> **OBJECTIVE 1**
From the meat grinder thread, write out the passage between "I have a Cabela's" and "meat at all?", inclusive.
> **OBJECTIVE 2**
In the meat grinder thread, which grinder does the first poster say they own?
> **OBJECTIVE 3**
Turn the paragraph in the meat grinder thread that begins That's the "meat cutter's treat" into a short bulleted list of its main points.

** START OF SOURCE DOCUMENT **

# Meat Grinder Question



## johnh12 (Jan 23, 2018)

I've always been told to run some bread through to push any remaining meat through the auger but a recent Good Eats show said to run a piece of cellophane through as a final step.
That sent me to the all knowing internet where I found a similar article from Good Eats that recommended a couple of wadded up paper towels.
I have a Cabela's 1.5 HP Carnivore (#32) that will probably eat anything thrown at it but I don't want a complete mess to clean after I'm done.
So what's the consensus from the all knowing Smoking Meats folks?
Bread, cellophane, or paper towel?
Or maybe don't worry about that last bit of meat at all?
Thanks folks.


----------



## muddydogs (Jan 23, 2018)

My grinder doesn't leave enough to worry about so I don't bother.


----------



## oddegan (Jan 23, 2018)

The only thing left in mine is some connective tissue wrapped around the base of the blade. I would not want to risk having bits of plastic in my sausage or stuck in my machine till next time. I can't imagine there is all that much left in your machine. If it doesn't amount to much give it to the dog.


----------



## buzzy (Jan 23, 2018)

oddegan said:


> The only thing left in mine is some connective tissue wrapped around the base of the blade. I would not want to risk having bits of plastic in my sausage or stuck in my machine till next time. I can't imagine there is all that much left in your machine. If it doesn't amount to much give it to the dog.


X2


----------



## tallbm (Jan 23, 2018)

Bread so if you do push the last edible stuff out then you only get edible bread coming through with the meat and it will be negligible when you mix it all up or cook with it should some bread mix in with the good meat.

I wouldn't want to eat plastic or paper towel :)


----------



## motocrash (Jan 23, 2018)

Bread as aforementioned;)


----------



## johnmeyer (Jan 23, 2018)

oddegan said:


> The only thing left in mine is some connective tissue wrapped around the base of the blade. I would not want to risk having bits of plastic in my sausage or stuck in my machine till next time. I can't imagine there is all that much left in your machine. If it doesn't amount to much give it to the dog.


+1. I get the same gristle and don't see any upside to using it. If there is any meat left, I just form it into a ball, put it into a little mini-skillet I have, and cook myself a single meatball.


----------



## SonnyE (Jan 23, 2018)

oddegan said:


> The only thing left in mine is some connective tissue wrapped around the base of the blade. I would not want to risk having bits of plastic in my sausage or stuck in my machine till next time. I can't imagine there is all that much left in your machine. If it doesn't amount to much give it to the dog.


 +3 
I just give the tiny amount left to my little buddy.


----------



## pops6927 (Jan 23, 2018)

That's the "meat cutter's treat"!  When tearing down the grinder (be it a little tabletop to a full throat standing 240        vac standing grinder), you use that remaining meat around the auger, collect it and cook it up.  You would be surprised how well a hamburger cooks on the sealing plate (Teflon cover removed) of the wrapper machine... or meatloaf mix, ground pork, ground lamb, hot/sweet sausage, etc.   Or, in my kitchen, in a small pan on the stove!  You don't want to try what's wrapped around the cutting knife (sinew, bone chips, gristle, etc.), but what's left in the grinder before washing it down is certainly delicious!


----------

** END OF SOURCE DOCUMENT **
** START OF COLLECTED MATERIAL **

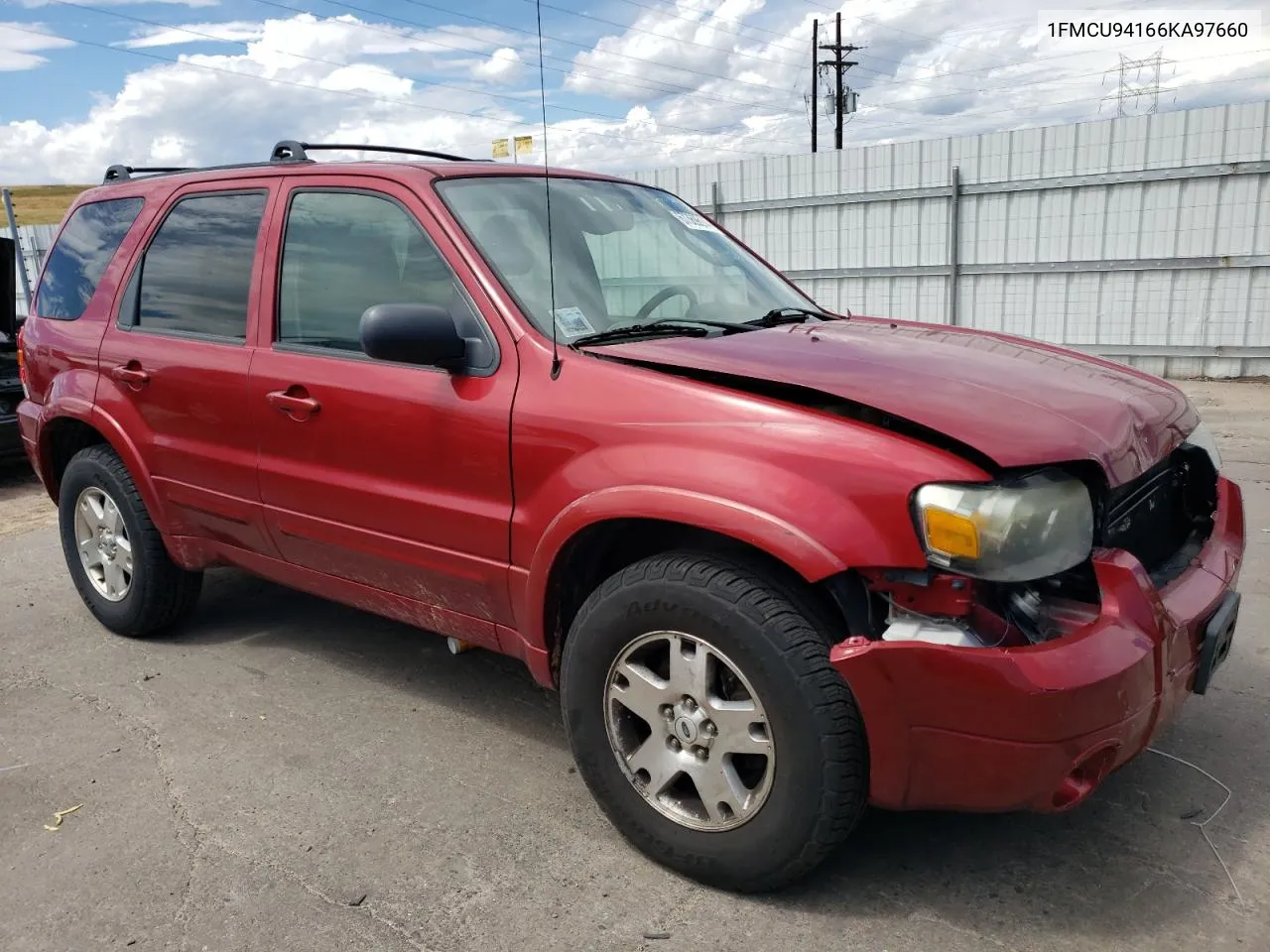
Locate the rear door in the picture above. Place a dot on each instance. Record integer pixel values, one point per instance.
(393, 476)
(177, 354)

** END OF COLLECTED MATERIAL **

> **REPLY 1**
I have a Cabela's 1.5 HP Carnivore (#32) that will probably eat anything thrown at it but I don't want a complete mess to clean after I'm done.
So what's the consensus from the all knowing Smoking Meats folks?
Bread, cellophane, or paper towel?
Or maybe don't worry about that last bit of meat at all?

> **REPLY 2**
A Cabela's 1.5 HP Carnivore (#32).

> **REPLY 3**
- The meat left around the auger when taking a grinder apart is the "meat cutter's treat."
- This goes for any grinder, from a small tabletop model to a full-throat 240 vac standing grinder.
- The leftover meat is collected and cooked, for example on the sealing plate of the wrapper machine with the Teflon cover removed, or in a small pan on the stove.
- It works with hamburger, meatloaf mix, ground pork, ground lamb, hot or sweet sausage, and so on.
- Don't eat what's wrapped around the cutting knife (sinew, bone chips, gristle), but the meat left in the grinder before washing is delicious.